╭─ TASK INPUTS

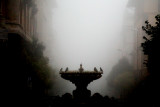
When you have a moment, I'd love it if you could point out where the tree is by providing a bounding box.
[129,14,160,106]
[20,36,54,97]
[107,57,137,98]
[141,14,160,75]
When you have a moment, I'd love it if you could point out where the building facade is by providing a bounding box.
[0,0,38,103]
[0,0,37,42]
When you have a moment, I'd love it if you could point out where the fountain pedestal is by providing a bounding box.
[73,83,91,100]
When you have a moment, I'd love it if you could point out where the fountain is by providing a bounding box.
[59,64,103,100]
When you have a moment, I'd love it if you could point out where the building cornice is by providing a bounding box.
[5,21,32,42]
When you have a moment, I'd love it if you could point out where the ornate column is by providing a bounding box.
[5,0,20,24]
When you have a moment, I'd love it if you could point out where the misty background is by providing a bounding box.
[34,0,149,97]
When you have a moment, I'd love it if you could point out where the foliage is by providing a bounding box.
[107,57,137,98]
[127,14,160,106]
[21,36,54,95]
[141,14,160,75]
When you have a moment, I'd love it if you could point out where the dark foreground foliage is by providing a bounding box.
[127,14,160,107]
[1,35,54,106]
[20,93,126,107]
[141,14,160,75]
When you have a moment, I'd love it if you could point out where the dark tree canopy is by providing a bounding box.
[23,36,54,92]
[107,57,136,98]
[141,14,160,75]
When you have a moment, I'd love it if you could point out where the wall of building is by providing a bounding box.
[0,0,37,41]
[0,0,39,103]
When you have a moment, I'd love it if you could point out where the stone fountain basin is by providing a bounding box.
[60,72,102,84]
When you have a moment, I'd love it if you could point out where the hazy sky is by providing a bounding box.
[51,0,128,69]
[37,0,130,96]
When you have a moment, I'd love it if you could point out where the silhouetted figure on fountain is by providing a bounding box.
[94,67,98,72]
[65,67,68,72]
[79,64,84,72]
[100,67,103,72]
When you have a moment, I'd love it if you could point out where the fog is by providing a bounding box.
[36,0,138,97]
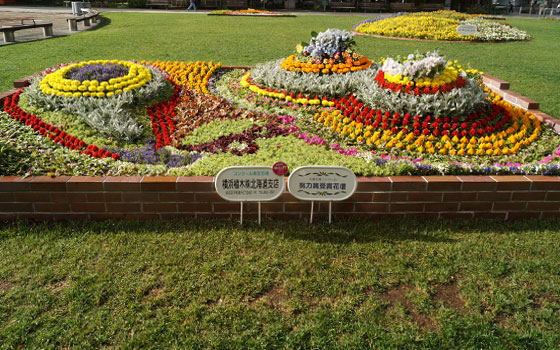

╰─

One exact copy of the data is required, and it should hold no pictures.

When you have a moment, I'd love it if you could point out where the tree is by providing a bounding box.
[129,14,160,106]
[20,36,54,97]
[107,57,137,98]
[141,14,160,75]
When you have a moment, I'd love it if you could point out where the building facade is by providing a bounding box.
[0,0,38,103]
[0,0,37,42]
When you have a moment, I'd love it if you could point out where the fountain pedestal is by providing a bounding box.
[73,83,91,100]
When you have a moment, I'd love it if you could point out where the fountain is by providing a bounding box.
[59,64,103,100]
When you have a moment, I'd love it if you could point out where the building cornice is by providing a bounding box.
[5,21,32,42]
When you have a moment, I'd love it if you could point out where the ornate column is by providing a bounding box.
[5,0,20,24]
When you have a moment, I'd love it if you could point out where the misty background is by providing a bounding box.
[34,0,149,97]
When you have a moment, I'd love it if you could point out where the foliage is by providing a bounding box.
[107,57,137,98]
[127,14,160,106]
[21,36,54,95]
[141,14,160,75]
When you have a moment, I'd love it if you could point out where the dark foreground foliage is by providing a bounding box.
[127,14,160,107]
[1,35,54,106]
[20,93,126,107]
[141,14,160,75]
When you have a moment, I'd love it if you could point out where the dark tree canopy is by providing a bounding box.
[23,36,54,92]
[107,57,136,98]
[141,14,160,75]
When you have a moment, I'd love it if you could point out where the wall of building is by providing a bounding box.
[0,0,37,41]
[0,0,39,103]
When you have a moment, I'd love it if you could point out where the stone fountain basin is by providing a bounding box.
[60,72,102,84]
When you have a moment, I'd love it if you could point out where the hazy sky is by providing a bounding box.
[51,0,128,69]
[37,0,130,96]
When you have a moment, I'd love it if you could point out where the silhouetted figure on fountain is by providing a bounding box.
[94,67,98,72]
[65,67,68,72]
[79,64,84,72]
[100,67,103,72]
When you have a moment, I'd love it if you could point out where the fog is by providing a bounding box.
[36,0,138,97]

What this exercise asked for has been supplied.